Remembering Erving Goffman

Travis Hirschi:
A “Variable” Researcher’s Memories of Erving Goffman


Dr. Travis Hirschi, regents Professor Emeritus at the University of Arizona, wrote this memoir at the request of Dmitri Shalin and gave his permission to post the present version in the Erving Goffman Archives.

 [Posted 02-13-12]


In Stigma (p. 73) Goffman cites a paper I wrote for the famous Deviance and Social Control course he offered at UC Berkeley spring semester 1961, the course described in these contributions by Gary Marx and John Lofland, among others.  The footnote in question gives me credit for applying to prostitutes his idea that some important stigmas require that individuals possessing them be carefully secret in front of one class of persons, the police, while systematically exposing themselves to another class of persons, in this case potentialclients. I took an incomplete in the course and handed in the paper in midsummer.  He read it without delay, gave it an A and invited me to his house, something I have learned was not uncommon (the invitation).

Goffman subsequently served as my graduate advisor, in which role he made several observations that have remained with me these many years.  When I told him that in considering the above mentioned paper for publication the editors of the Berkeley Journal of Sociology had wondered whether it was “really” sociology, he said: “They’ll always find a way to put you down.” (Goffman’s Google Scholar citation count as of February 3, 2012, was 58,861 (since 2007?)).  When I characterized someone as smart, he said: “All my friends are smart.” (Smarts may be a necessary condition for scholarly achievement, but they are by no means sufficient.) On my down the road career, he cautioned that scholars are judged by the importance, the sum and substance, of their subjects, that I should therefore be done with prostitutes. (I initially turned to delinquents, but eventually recognized the wisdom of his advice and focused on criminals!)

**Written problem 1**
Summarize the memoir in two sentences.

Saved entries
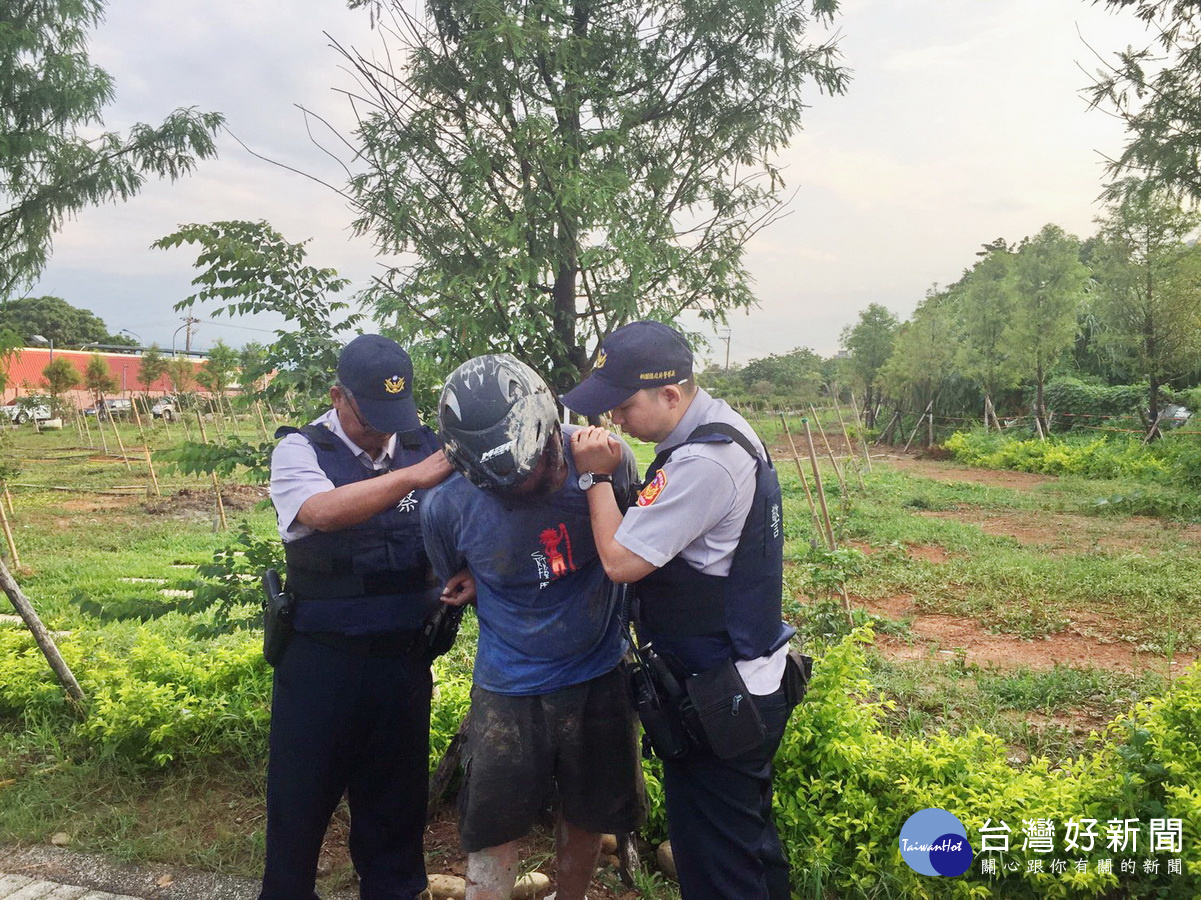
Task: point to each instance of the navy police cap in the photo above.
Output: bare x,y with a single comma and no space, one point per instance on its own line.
637,356
380,375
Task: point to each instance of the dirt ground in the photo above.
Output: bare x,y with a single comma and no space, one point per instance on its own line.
1087,642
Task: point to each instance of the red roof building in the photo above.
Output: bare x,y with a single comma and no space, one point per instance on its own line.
25,374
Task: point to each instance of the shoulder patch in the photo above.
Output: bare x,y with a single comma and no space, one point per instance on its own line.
649,494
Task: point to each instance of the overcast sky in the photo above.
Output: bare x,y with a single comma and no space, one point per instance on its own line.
965,121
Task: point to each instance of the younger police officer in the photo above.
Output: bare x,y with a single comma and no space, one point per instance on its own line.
704,543
351,703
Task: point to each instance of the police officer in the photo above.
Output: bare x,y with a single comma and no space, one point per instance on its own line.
549,713
704,542
351,703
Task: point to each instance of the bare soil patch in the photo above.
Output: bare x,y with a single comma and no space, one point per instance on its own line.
1081,645
946,471
1065,532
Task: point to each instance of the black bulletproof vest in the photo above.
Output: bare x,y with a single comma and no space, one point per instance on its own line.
705,619
380,559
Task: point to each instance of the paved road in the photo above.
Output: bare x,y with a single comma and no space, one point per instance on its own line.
18,887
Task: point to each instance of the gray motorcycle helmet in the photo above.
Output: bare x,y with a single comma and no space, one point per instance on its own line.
496,417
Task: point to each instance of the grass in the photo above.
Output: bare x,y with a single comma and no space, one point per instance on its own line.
106,547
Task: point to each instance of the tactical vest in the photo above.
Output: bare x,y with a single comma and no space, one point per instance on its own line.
371,577
705,619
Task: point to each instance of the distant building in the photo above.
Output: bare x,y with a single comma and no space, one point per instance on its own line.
25,374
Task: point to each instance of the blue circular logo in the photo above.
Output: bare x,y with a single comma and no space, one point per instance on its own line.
936,842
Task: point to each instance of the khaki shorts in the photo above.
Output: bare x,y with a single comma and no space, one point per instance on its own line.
578,745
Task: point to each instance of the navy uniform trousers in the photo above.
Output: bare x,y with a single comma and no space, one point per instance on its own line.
346,719
723,838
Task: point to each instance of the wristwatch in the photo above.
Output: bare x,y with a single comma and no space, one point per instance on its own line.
589,478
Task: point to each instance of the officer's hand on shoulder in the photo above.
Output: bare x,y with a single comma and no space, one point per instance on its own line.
430,471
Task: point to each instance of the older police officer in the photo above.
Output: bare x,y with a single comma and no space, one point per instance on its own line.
351,703
704,542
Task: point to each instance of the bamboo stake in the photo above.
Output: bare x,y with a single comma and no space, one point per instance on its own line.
862,433
837,469
800,472
817,482
914,434
7,534
216,483
27,612
112,419
145,446
262,422
850,450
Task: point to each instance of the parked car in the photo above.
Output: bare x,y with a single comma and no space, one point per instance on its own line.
21,413
115,407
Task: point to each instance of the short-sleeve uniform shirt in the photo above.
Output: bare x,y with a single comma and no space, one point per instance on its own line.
695,508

**Written problem 2**
Put the lines of the saved entries into a Markdown table with the columns No. and Line, running from the line that contains "Task: point to each instance of the distant" through the end of the saved entries, inclusive, and leaving out blank lines.

**Complete response 1**
Travis Hirschi wrote a paper for Goffman's Deviance and Social Control course at UC Berkeley in spring 1961 that applied Goffman's idea about stigmas to prostitutes. Goffman gave it an A, credited it in a footnote in Stigma, and later, as Hirschi's graduate advisor, told him that scholars are judged by the importance of their subjects and that he should be done with prostitutes.

**Complete response 2**
| No. | Line |
|---|---|
| 1 | Task: point to each instance of the distant building in the photo above. |
| 2 | Output: bare x,y with a single comma and no space, one point per instance on its own line. |
| 3 | 25,374 |
| 4 | Task: point to each instance of the blue circular logo in the photo above. |
| 5 | Output: bare x,y with a single comma and no space, one point per instance on its own line. |
| 6 | 936,842 |
| 7 | Task: point to each instance of the khaki shorts in the photo above. |
| 8 | Output: bare x,y with a single comma and no space, one point per instance on its own line. |
| 9 | 578,745 |
| 10 | Task: point to each instance of the navy uniform trousers in the photo above. |
| 11 | Output: bare x,y with a single comma and no space, one point per instance on its own line. |
| 12 | 346,719 |
| 13 | 723,838 |
| 14 | Task: point to each instance of the wristwatch in the photo above. |
| 15 | Output: bare x,y with a single comma and no space, one point per instance on its own line. |
| 16 | 589,478 |
| 17 | Task: point to each instance of the officer's hand on shoulder in the photo above. |
| 18 | Output: bare x,y with a single comma and no space, one point per instance on its own line. |
| 19 | 430,471 |
| 20 | Task: point to each instance of the older police officer in the photo above. |
| 21 | Output: bare x,y with a single comma and no space, one point per instance on its own line. |
| 22 | 351,703 |
| 23 | 704,542 |
| 24 | Task: point to each instance of the bamboo stake in the photo above. |
| 25 | Output: bare x,y with a single comma and no space, one point per instance on its own line. |
| 26 | 862,433 |
| 27 | 837,469 |
| 28 | 800,472 |
| 29 | 817,482 |
| 30 | 914,434 |
| 31 | 7,534 |
| 32 | 216,483 |
| 33 | 27,612 |
| 34 | 112,419 |
| 35 | 145,446 |
| 36 | 262,422 |
| 37 | 850,450 |
| 38 | Task: point to each instance of the parked car in the photo above. |
| 39 | Output: bare x,y with a single comma and no space, one point per instance on its own line. |
| 40 | 21,413 |
| 41 | 115,407 |
| 42 | Task: point to each instance of the short-sleeve uniform shirt in the photo above. |
| 43 | Output: bare x,y with a single comma and no space, one point per instance on its own line. |
| 44 | 695,508 |